Вообще-то я не очень верю в то, что нечто формально-логическое могло бы служить хорошей моделью человеческого мышления. (Работа Хьюитта и Корнфельда [2] содержит некоторое компромис­сное решение.) Особенно я сомневаюсь в том, чтобы логика, запрещающая рефлексивность и самонаправленность, могла бы являться адекватной для психологии: мышление нельзя считать достаточно развитым, если оно не способно обращаться к анализу самого процесса мышления. Без рефлексивности и самонаправленно- сти задача формирования самосознания была бы намного затрудне­на, ибо, как я себе представляю, самосознание предполагает по крайней мере некоторую способность думать о том, что оно само делает3.

Хотя Рассел и лишил нас надежды на создание абсолютно надежного варианта логики здравого смысла, но мы все же можем задаться целью найти те островки «логической последовательности и непротиворечивости», оставаясь в границах которых наше обыденное рассуждение будет правильным. Ставя таким образом перед собой задачу создать теорию большей объясняющей силы, мы намеренно суживаем область исследования, отвлекаясь от рассмотрения тех (по-видимому, немногочисленных) видов выражений, которые ведут к парадоксам и противоречиям,— не теряя при этом надежды, что со временем нам удастся объяснить и их. Многие, наверное, слышали рассказ о знаменитом математике, который, испугавшись того, что если он сделает еще один шаг, то его рассуждение может привести к парадоксу, воскликнул: «Тогда я не буду делать этого шага»4. Возможно, кто-то, не поняв истинного смысла этой шутки, не примет ее всерьез. А ведь в этой шутке содержится указание на то, что мы ориентируем наше мышление на выполнение двух взаимосвя­занных задач:

Мы стремимся найти островки ,,логической последовательнос­ти и непротиворечивости", в границах которых рассуждению, которое основывается на здравом смысле, ничто не угрожает;

Мы стремимся, помимо того, выявить и зафиксировать грани­цы таких ,,островков безопасности".
┄┄┄┄┄┄┄┄┄┄┄┄┄┄┄┄┄┄┄┄
● ЗАДАНИЕ 1: Отмасштабируйте записи от строки со словами «Is any window» до конца записей, включая обе границы. Выпишите заново только эти строки вместе с запросами, умножив каждую координату рамок в ответах на 2,55 и округлив до целого (половины округляются вверх).

[Записи из набора данных для разметки]
┄┄┄┄┄┄┄┄┄┄┄┄┄┄┄┄┄┄┄┄
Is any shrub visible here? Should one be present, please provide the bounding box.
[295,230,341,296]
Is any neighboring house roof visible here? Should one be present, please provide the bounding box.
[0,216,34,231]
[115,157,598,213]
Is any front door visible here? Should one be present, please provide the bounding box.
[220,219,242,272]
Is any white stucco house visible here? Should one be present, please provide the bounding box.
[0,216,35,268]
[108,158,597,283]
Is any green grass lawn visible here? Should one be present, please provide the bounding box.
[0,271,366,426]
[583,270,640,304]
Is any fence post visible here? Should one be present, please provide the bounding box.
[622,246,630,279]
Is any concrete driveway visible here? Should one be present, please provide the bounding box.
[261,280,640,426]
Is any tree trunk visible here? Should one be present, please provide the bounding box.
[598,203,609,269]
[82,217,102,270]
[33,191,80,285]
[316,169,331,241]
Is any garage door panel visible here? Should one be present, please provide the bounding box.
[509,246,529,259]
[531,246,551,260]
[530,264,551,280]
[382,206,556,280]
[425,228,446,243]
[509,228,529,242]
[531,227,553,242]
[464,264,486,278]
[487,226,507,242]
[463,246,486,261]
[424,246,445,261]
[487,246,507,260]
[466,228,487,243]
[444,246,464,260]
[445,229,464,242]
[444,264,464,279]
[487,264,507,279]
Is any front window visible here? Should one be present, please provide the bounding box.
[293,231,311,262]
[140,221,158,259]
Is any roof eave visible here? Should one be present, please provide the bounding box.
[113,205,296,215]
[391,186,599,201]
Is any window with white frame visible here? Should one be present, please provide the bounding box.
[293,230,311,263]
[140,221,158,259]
┄┄┄┄┄┄┄┄┄┄┄┄┄┄┄┄┄┄┄┄
● ЗАДАНИЕ 2: Верните без изменений отрывок из фрагмента текста от слов «Вообще-то я не» до слов «оно само делает3.».

● ПРАВИЛЬНЫЙ ОТВЕТ 1:
Is any window with white frame visible here? Should one be present, please provide the bounding box.
[747,587,793,671]
[357,564,403,660]

● ПРАВИЛЬНЫЙ ОТВЕТ 2:
Вообще-то я не очень верю в то, что нечто формально-логическое могло бы служить хорошей моделью человеческого мышления. (Работа Хьюитта и Корнфельда [2] содержит некоторое компромис­сное решение.) Особенно я сомневаюсь в том, чтобы логика, запрещающая рефлексивность и самонаправленность, могла бы являться адекватной для психологии: мышление нельзя считать достаточно развитым, если оно не способно обращаться к анализу самого процесса мышления. Без рефлексивности и самонаправленно- сти задача формирования самосознания была бы намного затрудне­на, ибо, как я себе представляю, самосознание предполагает по крайней мере некоторую способность думать о том, что оно само делает3.